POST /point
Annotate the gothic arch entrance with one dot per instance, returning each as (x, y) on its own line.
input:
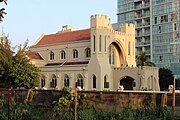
(128, 83)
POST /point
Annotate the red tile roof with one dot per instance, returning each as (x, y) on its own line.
(34, 55)
(64, 37)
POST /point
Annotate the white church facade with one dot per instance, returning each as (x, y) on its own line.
(98, 58)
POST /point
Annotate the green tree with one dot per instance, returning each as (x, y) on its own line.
(5, 62)
(165, 78)
(2, 10)
(142, 59)
(16, 69)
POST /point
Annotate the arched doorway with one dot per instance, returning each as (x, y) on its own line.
(115, 54)
(128, 83)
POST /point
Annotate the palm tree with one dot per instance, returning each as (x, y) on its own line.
(142, 60)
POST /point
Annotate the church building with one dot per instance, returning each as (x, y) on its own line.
(97, 58)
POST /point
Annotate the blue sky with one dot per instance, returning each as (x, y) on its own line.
(28, 19)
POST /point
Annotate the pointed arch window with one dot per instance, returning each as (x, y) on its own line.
(111, 54)
(106, 84)
(51, 55)
(66, 81)
(94, 41)
(129, 48)
(75, 53)
(94, 81)
(43, 81)
(79, 81)
(105, 43)
(88, 52)
(100, 40)
(53, 82)
(63, 54)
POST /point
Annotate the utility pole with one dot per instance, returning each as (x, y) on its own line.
(9, 103)
(75, 105)
(174, 97)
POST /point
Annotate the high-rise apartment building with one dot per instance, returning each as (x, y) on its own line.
(157, 29)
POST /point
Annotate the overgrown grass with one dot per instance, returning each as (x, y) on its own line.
(85, 112)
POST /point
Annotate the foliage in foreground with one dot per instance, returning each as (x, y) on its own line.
(84, 112)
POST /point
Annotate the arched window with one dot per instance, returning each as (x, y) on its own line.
(88, 52)
(53, 83)
(129, 48)
(94, 40)
(75, 53)
(79, 81)
(51, 55)
(66, 81)
(106, 84)
(94, 81)
(133, 48)
(43, 82)
(100, 40)
(63, 54)
(105, 44)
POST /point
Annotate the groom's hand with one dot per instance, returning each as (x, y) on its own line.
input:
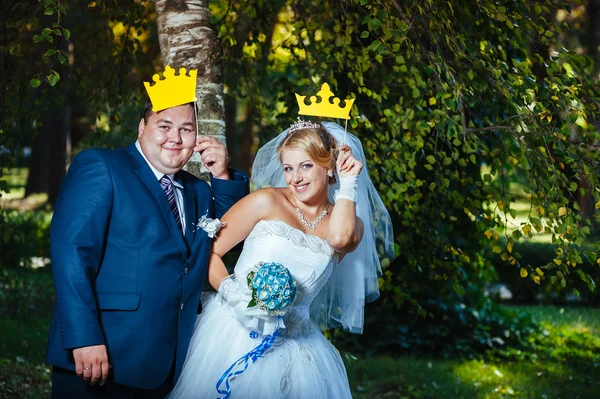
(214, 156)
(91, 363)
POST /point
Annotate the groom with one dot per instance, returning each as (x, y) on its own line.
(129, 261)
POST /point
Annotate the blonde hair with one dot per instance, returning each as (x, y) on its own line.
(317, 143)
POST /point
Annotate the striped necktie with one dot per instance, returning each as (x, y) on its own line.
(167, 186)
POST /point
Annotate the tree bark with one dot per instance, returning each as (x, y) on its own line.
(187, 39)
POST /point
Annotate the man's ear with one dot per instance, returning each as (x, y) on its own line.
(141, 127)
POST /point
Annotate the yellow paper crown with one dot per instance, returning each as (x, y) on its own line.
(327, 107)
(173, 90)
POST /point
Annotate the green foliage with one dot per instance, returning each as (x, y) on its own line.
(470, 326)
(540, 254)
(25, 235)
(453, 101)
(26, 292)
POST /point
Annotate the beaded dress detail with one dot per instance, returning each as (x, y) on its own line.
(302, 363)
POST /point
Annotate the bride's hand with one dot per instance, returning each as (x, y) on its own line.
(347, 164)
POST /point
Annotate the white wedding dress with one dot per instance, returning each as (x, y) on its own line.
(302, 363)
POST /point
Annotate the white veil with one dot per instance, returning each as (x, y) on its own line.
(354, 280)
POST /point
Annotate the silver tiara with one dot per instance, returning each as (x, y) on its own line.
(302, 124)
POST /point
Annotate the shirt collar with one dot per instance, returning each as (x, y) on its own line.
(158, 174)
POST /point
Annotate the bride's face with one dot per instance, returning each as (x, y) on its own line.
(307, 180)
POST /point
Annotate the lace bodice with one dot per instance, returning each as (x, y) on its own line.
(309, 260)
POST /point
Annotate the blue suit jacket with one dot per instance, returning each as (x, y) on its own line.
(124, 274)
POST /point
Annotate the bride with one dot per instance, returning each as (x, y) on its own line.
(318, 215)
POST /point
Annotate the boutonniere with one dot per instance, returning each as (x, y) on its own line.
(211, 226)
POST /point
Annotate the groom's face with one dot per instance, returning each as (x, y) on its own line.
(168, 137)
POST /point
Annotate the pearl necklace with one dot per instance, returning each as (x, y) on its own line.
(314, 224)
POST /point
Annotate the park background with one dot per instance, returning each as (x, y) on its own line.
(479, 121)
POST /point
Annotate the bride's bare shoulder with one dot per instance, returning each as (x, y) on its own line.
(268, 197)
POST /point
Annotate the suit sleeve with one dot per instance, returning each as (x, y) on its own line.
(228, 192)
(77, 240)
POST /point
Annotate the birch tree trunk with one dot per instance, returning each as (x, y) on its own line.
(187, 39)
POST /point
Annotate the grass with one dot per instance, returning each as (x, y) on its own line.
(565, 365)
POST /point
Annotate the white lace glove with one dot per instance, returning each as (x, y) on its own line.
(347, 188)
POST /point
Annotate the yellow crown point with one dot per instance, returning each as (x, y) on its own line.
(173, 90)
(328, 107)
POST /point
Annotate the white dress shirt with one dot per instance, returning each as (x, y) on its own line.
(178, 187)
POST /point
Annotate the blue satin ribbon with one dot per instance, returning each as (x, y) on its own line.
(242, 364)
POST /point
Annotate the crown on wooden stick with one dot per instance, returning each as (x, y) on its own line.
(173, 90)
(329, 106)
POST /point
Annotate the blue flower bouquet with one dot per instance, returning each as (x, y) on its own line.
(273, 288)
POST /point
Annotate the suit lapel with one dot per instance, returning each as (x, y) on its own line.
(146, 175)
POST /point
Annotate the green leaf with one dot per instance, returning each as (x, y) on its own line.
(458, 289)
(375, 23)
(52, 79)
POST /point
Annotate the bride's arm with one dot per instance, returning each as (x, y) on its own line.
(240, 220)
(345, 228)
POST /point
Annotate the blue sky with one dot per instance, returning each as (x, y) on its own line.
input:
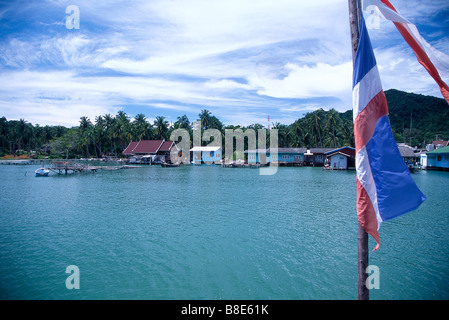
(243, 60)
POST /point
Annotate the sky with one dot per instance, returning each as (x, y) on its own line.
(243, 60)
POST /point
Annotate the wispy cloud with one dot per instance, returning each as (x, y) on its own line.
(243, 60)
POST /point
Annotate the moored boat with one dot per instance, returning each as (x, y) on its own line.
(169, 165)
(42, 172)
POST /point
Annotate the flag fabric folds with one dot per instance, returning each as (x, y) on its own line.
(385, 188)
(427, 56)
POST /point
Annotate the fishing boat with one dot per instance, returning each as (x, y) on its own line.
(169, 165)
(42, 172)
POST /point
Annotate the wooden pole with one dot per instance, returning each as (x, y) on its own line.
(355, 14)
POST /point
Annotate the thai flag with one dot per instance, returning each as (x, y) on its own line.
(385, 188)
(430, 58)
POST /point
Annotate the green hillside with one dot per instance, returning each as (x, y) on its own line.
(427, 117)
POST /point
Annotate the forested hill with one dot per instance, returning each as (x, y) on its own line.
(426, 115)
(416, 120)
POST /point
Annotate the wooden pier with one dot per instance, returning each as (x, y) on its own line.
(66, 167)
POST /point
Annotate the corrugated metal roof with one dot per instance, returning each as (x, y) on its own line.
(129, 149)
(440, 150)
(205, 149)
(406, 152)
(148, 146)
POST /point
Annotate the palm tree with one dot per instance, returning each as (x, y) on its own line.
(205, 119)
(160, 128)
(297, 133)
(182, 123)
(109, 130)
(85, 129)
(99, 133)
(123, 129)
(332, 122)
(3, 130)
(141, 127)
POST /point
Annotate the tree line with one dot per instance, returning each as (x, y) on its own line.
(109, 135)
(415, 119)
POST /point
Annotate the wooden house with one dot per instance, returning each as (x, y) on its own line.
(284, 156)
(208, 155)
(316, 156)
(340, 159)
(436, 160)
(149, 151)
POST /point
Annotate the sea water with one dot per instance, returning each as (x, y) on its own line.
(207, 232)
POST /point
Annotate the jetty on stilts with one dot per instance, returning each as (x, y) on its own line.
(66, 167)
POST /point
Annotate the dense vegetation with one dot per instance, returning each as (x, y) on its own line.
(415, 119)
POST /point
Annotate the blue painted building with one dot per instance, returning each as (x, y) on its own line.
(284, 156)
(208, 155)
(437, 159)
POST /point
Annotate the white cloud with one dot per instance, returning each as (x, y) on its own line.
(241, 59)
(307, 82)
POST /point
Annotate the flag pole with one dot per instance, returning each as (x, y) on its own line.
(355, 14)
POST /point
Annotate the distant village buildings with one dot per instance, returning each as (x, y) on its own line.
(434, 157)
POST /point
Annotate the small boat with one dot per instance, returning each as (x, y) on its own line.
(42, 172)
(169, 165)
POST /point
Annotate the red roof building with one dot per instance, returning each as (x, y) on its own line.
(148, 147)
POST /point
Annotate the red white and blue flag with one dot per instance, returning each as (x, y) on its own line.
(385, 188)
(427, 56)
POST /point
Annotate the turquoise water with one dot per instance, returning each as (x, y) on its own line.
(206, 232)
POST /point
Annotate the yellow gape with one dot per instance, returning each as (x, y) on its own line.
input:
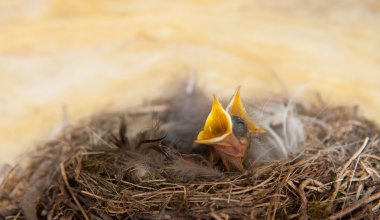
(218, 125)
(229, 145)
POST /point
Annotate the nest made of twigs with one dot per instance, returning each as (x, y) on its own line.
(93, 171)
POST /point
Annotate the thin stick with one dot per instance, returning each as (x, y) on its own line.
(346, 165)
(302, 193)
(64, 176)
(355, 206)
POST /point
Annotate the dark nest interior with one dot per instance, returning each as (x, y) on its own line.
(113, 166)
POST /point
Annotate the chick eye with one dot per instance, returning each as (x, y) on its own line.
(239, 127)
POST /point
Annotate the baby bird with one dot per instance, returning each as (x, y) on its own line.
(228, 131)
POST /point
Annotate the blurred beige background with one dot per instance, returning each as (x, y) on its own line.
(94, 55)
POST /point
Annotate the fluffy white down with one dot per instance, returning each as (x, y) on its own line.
(285, 133)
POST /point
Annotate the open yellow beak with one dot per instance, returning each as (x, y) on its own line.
(218, 125)
(218, 132)
(236, 108)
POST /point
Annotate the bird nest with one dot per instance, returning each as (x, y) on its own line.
(93, 170)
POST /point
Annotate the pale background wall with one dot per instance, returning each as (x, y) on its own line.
(94, 55)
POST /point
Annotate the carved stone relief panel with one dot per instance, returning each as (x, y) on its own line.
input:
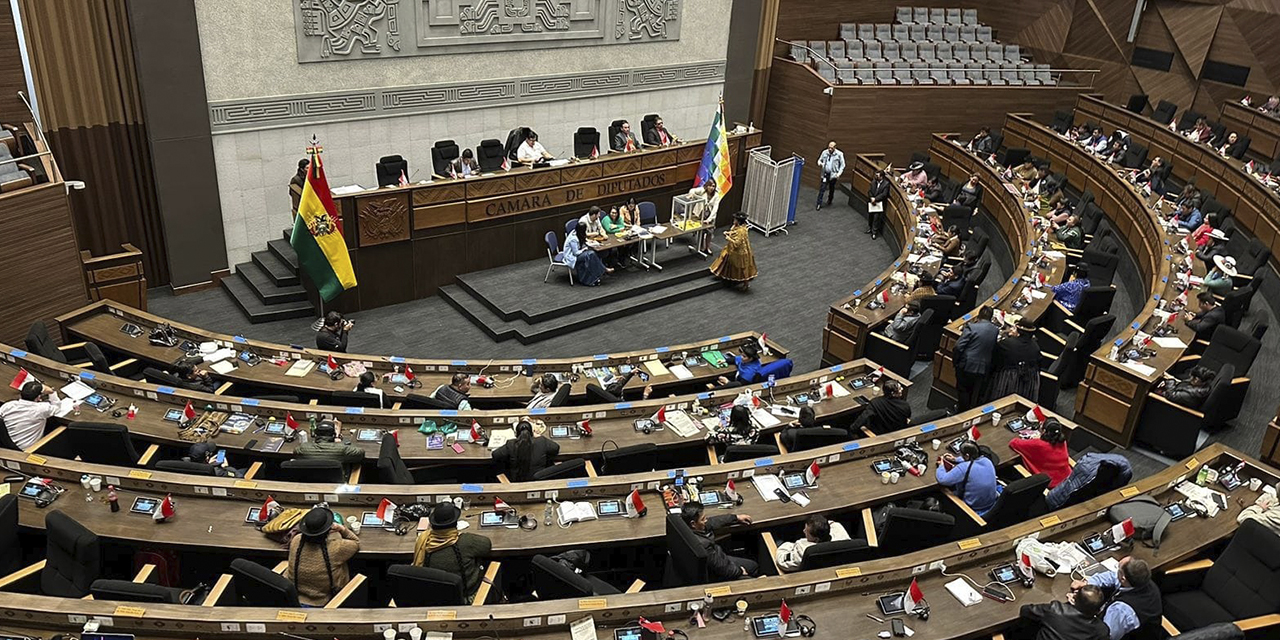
(356, 30)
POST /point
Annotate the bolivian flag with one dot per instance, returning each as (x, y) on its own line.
(318, 237)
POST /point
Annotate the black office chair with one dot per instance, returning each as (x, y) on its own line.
(186, 466)
(686, 557)
(740, 452)
(586, 140)
(899, 356)
(636, 458)
(554, 581)
(100, 443)
(260, 586)
(444, 152)
(10, 549)
(357, 400)
(1022, 499)
(389, 170)
(1240, 584)
(424, 586)
(1175, 430)
(126, 590)
(1164, 112)
(1137, 103)
(73, 557)
(615, 127)
(908, 530)
(318, 471)
(836, 553)
(391, 466)
(813, 438)
(561, 470)
(489, 155)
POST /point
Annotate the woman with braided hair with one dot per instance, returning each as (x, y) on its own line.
(318, 557)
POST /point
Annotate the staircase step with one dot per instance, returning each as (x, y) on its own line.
(280, 273)
(284, 251)
(265, 287)
(246, 298)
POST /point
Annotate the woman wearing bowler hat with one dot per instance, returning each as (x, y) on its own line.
(318, 557)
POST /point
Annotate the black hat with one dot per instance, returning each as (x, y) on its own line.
(316, 522)
(444, 516)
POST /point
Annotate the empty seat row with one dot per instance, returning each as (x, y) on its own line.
(917, 33)
(936, 16)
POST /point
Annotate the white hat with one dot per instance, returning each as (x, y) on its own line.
(1225, 264)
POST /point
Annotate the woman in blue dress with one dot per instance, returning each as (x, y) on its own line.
(588, 268)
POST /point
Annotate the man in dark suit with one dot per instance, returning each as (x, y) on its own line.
(973, 357)
(625, 140)
(1208, 318)
(720, 566)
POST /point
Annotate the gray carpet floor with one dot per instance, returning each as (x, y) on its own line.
(801, 273)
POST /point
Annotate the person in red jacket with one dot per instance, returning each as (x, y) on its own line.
(1045, 453)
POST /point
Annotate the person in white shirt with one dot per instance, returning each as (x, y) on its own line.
(531, 150)
(26, 417)
(817, 530)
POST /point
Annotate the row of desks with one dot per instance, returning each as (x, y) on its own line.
(612, 423)
(100, 323)
(836, 598)
(1112, 393)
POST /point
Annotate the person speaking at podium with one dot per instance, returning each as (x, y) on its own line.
(533, 151)
(625, 140)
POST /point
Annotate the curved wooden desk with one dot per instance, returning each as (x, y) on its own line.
(1005, 205)
(609, 421)
(100, 323)
(1111, 396)
(1253, 206)
(837, 598)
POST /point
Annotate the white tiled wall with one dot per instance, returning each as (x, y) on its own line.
(254, 168)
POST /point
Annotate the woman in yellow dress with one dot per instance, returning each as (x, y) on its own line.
(736, 263)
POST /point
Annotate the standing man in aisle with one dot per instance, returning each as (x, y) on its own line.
(832, 164)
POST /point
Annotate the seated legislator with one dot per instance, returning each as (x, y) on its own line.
(625, 140)
(1043, 451)
(1133, 598)
(533, 151)
(658, 136)
(886, 412)
(1070, 292)
(444, 548)
(817, 530)
(526, 455)
(720, 566)
(334, 332)
(26, 416)
(456, 393)
(1079, 618)
(1210, 315)
(318, 557)
(325, 444)
(972, 476)
(1192, 391)
(465, 165)
(904, 321)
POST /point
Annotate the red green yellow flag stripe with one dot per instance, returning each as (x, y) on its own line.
(318, 240)
(716, 167)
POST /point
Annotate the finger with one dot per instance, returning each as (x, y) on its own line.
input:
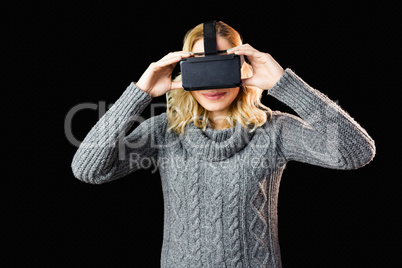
(247, 81)
(176, 85)
(168, 61)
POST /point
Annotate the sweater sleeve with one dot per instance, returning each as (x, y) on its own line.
(324, 134)
(104, 154)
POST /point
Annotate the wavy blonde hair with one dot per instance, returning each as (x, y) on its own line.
(183, 108)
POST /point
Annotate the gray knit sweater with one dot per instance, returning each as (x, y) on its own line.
(220, 187)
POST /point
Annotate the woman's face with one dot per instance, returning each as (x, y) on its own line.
(216, 101)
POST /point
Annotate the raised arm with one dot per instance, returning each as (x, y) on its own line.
(324, 135)
(97, 159)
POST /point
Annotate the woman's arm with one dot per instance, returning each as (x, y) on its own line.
(97, 159)
(325, 135)
(106, 154)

» Directions: How many lines of the data above contain the word "foliage"? Case counts; reply with the number only.

» Output for this exercise: 2